Collect every line of the items below that contains the string "treeline". Letter case must match.

(Dataset records about object locations)
================================

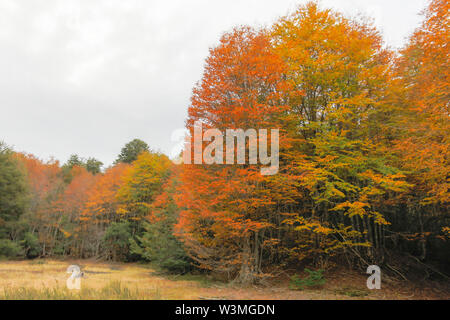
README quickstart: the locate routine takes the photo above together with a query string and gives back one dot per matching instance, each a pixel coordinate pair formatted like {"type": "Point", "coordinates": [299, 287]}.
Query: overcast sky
{"type": "Point", "coordinates": [88, 76]}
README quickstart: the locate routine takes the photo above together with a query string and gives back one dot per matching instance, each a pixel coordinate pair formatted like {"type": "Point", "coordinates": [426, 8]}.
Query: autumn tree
{"type": "Point", "coordinates": [229, 215]}
{"type": "Point", "coordinates": [340, 74]}
{"type": "Point", "coordinates": [132, 150]}
{"type": "Point", "coordinates": [13, 200]}
{"type": "Point", "coordinates": [422, 128]}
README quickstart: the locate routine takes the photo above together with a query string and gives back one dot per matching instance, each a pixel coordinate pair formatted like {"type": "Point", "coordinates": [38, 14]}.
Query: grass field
{"type": "Point", "coordinates": [46, 279]}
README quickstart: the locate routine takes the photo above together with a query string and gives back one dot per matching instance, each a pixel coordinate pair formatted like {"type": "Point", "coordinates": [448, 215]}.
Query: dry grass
{"type": "Point", "coordinates": [46, 279]}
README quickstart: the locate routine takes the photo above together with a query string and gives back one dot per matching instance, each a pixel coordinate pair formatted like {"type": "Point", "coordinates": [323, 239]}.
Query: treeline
{"type": "Point", "coordinates": [363, 175]}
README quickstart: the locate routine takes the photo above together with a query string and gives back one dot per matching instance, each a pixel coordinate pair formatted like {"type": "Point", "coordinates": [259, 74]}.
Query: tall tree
{"type": "Point", "coordinates": [132, 150]}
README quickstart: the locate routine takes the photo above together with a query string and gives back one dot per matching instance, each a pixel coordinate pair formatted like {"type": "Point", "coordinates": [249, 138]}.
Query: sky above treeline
{"type": "Point", "coordinates": [87, 76]}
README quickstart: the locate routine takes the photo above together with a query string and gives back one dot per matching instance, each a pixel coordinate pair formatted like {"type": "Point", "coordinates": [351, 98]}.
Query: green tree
{"type": "Point", "coordinates": [158, 243]}
{"type": "Point", "coordinates": [132, 150]}
{"type": "Point", "coordinates": [13, 201]}
{"type": "Point", "coordinates": [116, 241]}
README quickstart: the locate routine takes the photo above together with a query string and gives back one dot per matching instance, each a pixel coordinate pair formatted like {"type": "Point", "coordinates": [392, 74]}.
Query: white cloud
{"type": "Point", "coordinates": [88, 76]}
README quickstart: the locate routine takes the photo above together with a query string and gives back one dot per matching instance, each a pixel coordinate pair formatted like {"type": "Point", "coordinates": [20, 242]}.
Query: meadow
{"type": "Point", "coordinates": [46, 280]}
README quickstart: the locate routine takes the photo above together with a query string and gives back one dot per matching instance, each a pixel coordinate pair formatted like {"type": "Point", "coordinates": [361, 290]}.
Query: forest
{"type": "Point", "coordinates": [363, 175]}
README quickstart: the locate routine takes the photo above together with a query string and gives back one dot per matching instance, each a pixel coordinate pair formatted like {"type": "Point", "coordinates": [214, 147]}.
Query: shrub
{"type": "Point", "coordinates": [9, 249]}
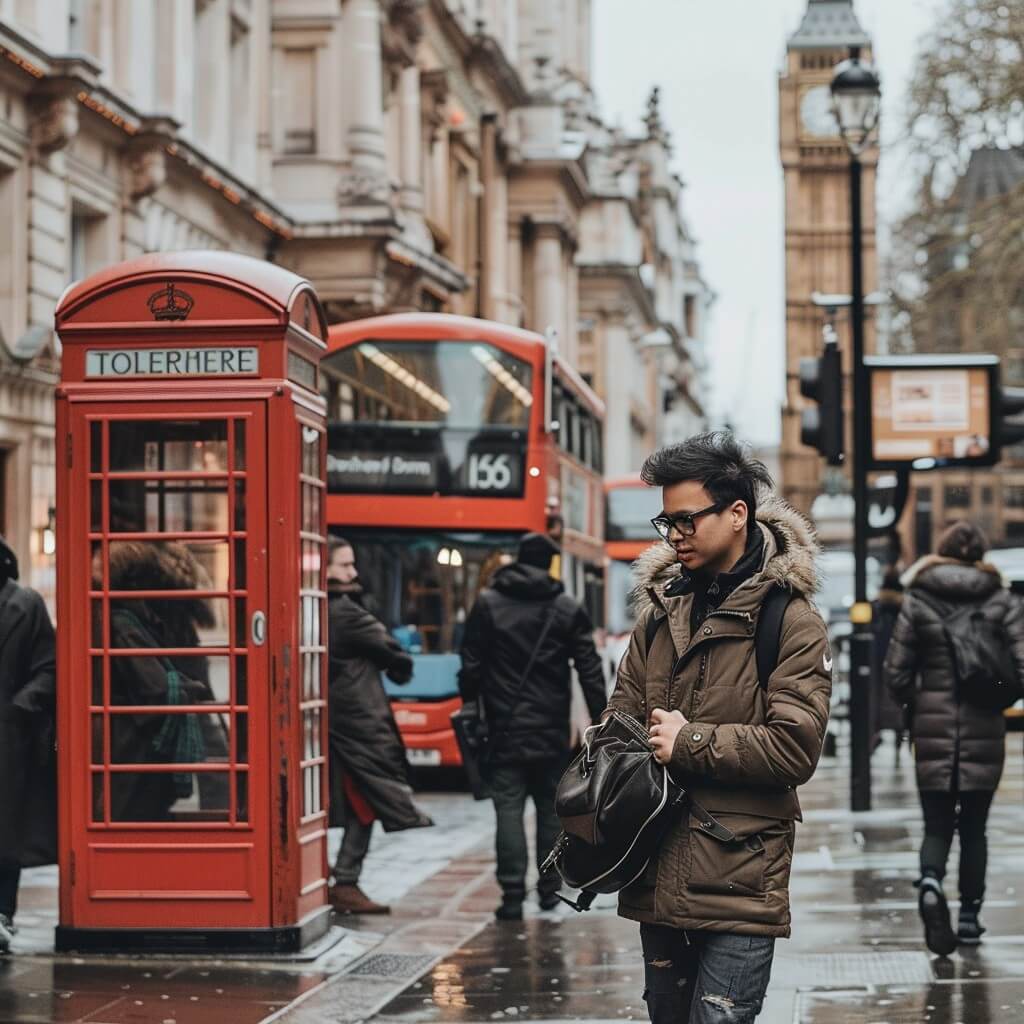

================================

Solution to this exercise:
Query: treeline
Query: sky above treeline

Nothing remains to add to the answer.